Reproduce every line of the items below with the requests unchanged. Multiply each polygon coordinate in the answers by 2.6 and round it to a whole number, rounding halves up.

** Start STORED ROWS **

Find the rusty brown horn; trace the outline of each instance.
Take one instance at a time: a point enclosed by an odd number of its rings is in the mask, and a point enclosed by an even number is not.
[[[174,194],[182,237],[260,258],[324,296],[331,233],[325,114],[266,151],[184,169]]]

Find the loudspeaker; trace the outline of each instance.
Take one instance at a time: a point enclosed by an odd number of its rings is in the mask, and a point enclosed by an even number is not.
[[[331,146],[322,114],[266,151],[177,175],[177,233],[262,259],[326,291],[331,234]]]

** End STORED ROWS **

SOLVED PROBLEM →
Find the rusty brown horn; trace the outline of each instance.
Take one instance at a time: a point enclosed by an odd number of its rings is in the mask, and a point enclosed by an even number is not.
[[[452,504],[473,616],[676,671],[842,770],[861,606],[845,296],[692,393],[478,439]]]

Find the loudspeaker; trace the outline of each instance.
Take one instance at a time: a point enclosed by an odd number of its rings is in the mask, and a point enclosed by an even number is not.
[[[861,380],[837,296],[692,393],[460,455],[460,606],[681,673],[848,757],[861,608]]]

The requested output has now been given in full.